Named object pointing entries:

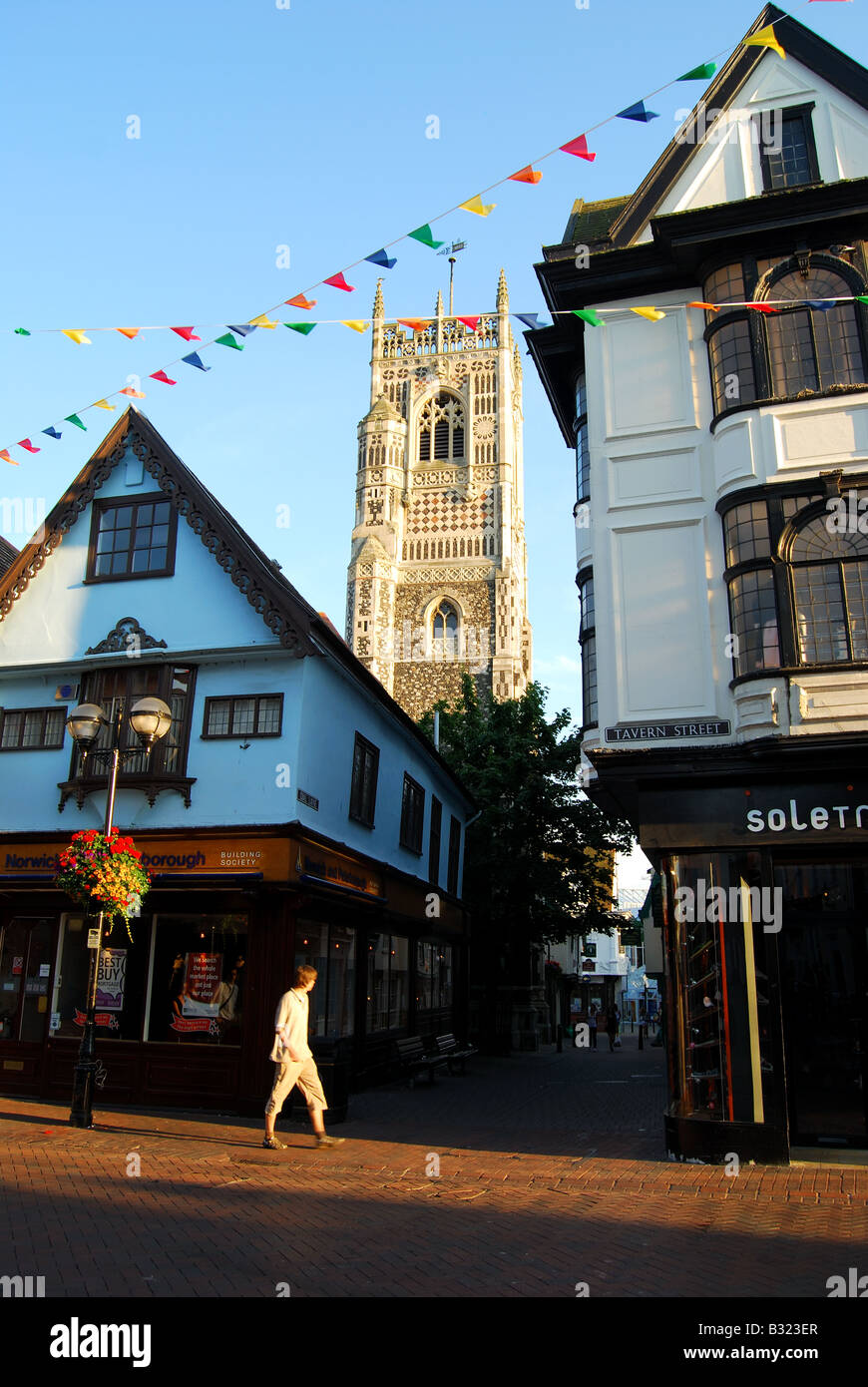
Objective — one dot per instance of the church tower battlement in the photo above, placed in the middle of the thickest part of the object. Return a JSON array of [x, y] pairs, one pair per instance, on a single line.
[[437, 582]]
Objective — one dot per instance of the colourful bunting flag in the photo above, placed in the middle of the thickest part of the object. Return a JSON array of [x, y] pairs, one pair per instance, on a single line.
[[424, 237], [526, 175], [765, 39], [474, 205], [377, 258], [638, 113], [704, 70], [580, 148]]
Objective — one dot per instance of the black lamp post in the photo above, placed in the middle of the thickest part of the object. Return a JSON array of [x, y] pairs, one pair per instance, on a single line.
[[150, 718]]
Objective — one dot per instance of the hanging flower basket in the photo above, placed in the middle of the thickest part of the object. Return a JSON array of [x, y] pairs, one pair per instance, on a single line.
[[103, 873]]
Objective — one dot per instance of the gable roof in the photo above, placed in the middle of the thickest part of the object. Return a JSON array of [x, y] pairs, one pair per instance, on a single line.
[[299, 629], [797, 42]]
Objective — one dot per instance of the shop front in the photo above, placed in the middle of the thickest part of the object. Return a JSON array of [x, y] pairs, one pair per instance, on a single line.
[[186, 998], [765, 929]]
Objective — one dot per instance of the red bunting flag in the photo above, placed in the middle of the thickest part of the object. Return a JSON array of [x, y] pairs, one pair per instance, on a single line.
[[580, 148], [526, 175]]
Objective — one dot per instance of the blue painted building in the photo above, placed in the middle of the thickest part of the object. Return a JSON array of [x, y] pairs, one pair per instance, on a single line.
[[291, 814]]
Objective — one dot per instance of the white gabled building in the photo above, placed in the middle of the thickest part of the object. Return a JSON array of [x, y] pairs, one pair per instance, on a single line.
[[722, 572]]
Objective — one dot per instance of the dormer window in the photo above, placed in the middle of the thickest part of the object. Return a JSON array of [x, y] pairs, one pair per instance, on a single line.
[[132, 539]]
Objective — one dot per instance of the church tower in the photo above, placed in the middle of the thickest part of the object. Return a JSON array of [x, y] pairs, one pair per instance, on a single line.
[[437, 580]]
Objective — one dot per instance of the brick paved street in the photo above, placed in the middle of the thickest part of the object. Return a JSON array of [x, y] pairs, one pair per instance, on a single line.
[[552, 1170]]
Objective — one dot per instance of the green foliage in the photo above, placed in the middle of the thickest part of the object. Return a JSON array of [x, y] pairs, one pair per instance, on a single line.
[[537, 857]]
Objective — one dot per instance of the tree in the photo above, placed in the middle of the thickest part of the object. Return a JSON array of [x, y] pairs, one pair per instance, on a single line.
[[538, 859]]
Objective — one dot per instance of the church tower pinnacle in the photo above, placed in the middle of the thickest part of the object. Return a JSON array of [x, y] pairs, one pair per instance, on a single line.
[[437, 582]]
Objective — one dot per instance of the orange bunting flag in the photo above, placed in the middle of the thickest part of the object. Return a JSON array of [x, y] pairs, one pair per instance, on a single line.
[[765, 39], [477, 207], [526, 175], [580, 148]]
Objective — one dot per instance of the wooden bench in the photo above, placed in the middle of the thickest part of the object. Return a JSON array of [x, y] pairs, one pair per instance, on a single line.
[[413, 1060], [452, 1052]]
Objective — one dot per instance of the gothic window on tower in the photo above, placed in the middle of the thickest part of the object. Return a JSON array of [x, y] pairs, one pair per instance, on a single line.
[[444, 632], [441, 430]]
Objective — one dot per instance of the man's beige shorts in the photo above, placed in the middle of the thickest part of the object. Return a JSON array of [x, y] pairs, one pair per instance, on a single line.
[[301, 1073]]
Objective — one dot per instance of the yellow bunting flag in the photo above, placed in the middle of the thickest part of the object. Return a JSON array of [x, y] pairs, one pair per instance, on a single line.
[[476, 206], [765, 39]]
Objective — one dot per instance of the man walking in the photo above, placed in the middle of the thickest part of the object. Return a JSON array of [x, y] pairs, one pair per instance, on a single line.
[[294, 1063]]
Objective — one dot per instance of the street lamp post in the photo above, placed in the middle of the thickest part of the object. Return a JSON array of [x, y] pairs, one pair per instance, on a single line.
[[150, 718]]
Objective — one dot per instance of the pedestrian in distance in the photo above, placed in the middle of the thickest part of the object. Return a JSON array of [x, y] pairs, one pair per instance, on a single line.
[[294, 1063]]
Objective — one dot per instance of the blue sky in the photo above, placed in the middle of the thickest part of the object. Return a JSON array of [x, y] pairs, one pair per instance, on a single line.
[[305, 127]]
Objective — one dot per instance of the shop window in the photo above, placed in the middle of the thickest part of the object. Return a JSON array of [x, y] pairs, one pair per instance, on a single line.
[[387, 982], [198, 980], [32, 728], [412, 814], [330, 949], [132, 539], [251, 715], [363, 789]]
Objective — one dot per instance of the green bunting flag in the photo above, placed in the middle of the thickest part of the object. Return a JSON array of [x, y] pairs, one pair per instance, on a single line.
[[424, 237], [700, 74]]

> To do: Rewrite only the lines in the stretch from the line containing "Objective — one dot per instance of the gothic" through the line containing "[[301, 1073]]", replacing "thickest part" with "widest part" and leaving everything else unchanged.

> Exercise output:
Objective — one dot per instance of the gothic window on tower in the photo above, placed in the middle of the widest part of the object. Return a JSON array of [x, y] pairs, one pair per instance, on a single line.
[[444, 632], [441, 430]]
Objective — one dot per instance of the man's beige shorts in the photo above, placed in the middle of the widest part of the object. Return a JSON array of [x, y] pairs, one pair per instance, on a single line.
[[301, 1073]]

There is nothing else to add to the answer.